-- start --

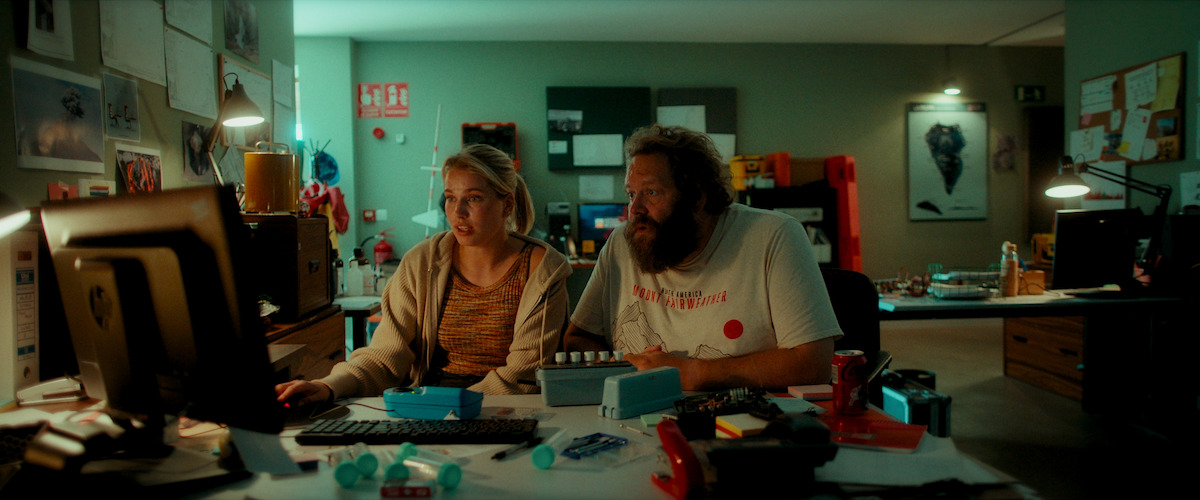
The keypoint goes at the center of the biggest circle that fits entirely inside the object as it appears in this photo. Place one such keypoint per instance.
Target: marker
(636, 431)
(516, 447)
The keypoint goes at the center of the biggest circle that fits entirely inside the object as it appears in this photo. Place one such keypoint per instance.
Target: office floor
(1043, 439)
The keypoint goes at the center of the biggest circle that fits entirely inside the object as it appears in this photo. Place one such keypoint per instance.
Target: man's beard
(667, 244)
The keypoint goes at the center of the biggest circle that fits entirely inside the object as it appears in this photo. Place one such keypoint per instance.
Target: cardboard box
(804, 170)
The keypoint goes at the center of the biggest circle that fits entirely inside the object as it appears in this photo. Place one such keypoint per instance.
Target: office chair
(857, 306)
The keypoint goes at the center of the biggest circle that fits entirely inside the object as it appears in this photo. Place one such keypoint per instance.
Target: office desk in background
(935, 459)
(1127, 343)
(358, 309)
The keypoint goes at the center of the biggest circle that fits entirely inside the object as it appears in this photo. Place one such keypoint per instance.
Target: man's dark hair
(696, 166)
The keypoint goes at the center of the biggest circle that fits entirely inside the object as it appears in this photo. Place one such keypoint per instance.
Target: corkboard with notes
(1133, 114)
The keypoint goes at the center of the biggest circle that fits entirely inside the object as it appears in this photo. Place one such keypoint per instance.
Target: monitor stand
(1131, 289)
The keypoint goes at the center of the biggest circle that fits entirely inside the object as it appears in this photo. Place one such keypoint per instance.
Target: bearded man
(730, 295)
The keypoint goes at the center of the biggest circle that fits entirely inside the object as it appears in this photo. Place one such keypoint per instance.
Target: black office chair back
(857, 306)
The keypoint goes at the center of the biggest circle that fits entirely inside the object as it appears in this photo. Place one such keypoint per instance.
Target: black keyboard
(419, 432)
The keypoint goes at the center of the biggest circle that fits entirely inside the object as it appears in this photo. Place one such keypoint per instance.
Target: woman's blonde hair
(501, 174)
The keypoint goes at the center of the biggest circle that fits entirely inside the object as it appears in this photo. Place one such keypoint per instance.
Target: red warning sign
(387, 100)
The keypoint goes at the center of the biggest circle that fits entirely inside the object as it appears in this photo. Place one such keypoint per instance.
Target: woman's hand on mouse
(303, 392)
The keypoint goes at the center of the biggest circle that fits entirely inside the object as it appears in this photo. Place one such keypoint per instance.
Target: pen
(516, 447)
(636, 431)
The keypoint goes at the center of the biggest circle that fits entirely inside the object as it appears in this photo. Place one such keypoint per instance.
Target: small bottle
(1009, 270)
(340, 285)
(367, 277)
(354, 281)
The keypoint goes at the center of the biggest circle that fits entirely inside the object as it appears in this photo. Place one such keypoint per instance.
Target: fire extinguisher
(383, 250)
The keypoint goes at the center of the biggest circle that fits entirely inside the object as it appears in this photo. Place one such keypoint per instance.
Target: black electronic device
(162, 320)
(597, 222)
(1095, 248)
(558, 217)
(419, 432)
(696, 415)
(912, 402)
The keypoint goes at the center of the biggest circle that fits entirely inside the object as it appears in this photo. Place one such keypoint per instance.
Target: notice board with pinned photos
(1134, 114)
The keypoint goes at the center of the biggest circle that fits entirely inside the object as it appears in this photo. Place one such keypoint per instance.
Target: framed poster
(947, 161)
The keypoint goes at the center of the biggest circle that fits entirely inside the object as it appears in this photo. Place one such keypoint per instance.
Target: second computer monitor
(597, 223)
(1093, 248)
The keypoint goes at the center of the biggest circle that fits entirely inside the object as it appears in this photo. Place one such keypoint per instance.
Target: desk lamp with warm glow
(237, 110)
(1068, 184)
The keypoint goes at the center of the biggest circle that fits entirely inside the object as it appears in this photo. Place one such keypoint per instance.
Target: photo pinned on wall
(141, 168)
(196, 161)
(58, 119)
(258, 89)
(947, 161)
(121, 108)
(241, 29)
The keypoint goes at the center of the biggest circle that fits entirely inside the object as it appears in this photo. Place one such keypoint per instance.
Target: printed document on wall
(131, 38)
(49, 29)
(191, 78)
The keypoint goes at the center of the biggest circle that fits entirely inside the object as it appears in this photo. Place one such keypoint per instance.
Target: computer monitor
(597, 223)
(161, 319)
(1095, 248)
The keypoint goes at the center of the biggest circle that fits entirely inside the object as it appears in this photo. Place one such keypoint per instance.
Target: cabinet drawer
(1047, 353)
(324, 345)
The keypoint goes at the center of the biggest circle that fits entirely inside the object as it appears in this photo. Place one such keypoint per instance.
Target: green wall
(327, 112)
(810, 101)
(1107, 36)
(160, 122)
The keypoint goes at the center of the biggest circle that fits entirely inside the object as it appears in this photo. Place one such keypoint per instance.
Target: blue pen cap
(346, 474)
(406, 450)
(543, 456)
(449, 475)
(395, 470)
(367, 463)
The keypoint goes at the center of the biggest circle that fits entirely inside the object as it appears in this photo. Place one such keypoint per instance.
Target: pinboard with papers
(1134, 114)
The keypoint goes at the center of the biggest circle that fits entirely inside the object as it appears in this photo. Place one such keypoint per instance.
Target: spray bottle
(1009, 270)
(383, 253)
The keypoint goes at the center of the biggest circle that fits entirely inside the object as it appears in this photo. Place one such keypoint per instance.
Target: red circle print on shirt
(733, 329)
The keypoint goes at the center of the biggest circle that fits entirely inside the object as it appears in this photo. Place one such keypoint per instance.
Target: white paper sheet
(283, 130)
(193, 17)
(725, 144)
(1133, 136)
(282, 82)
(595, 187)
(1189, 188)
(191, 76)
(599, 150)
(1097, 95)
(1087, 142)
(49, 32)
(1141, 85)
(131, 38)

-- end --

● Written problem:
Locate every line in the records above containing the word "office" and copy each one.

● Full response:
Target: office floor
Target: office chair
Target: office desk in background
Target: black office chair back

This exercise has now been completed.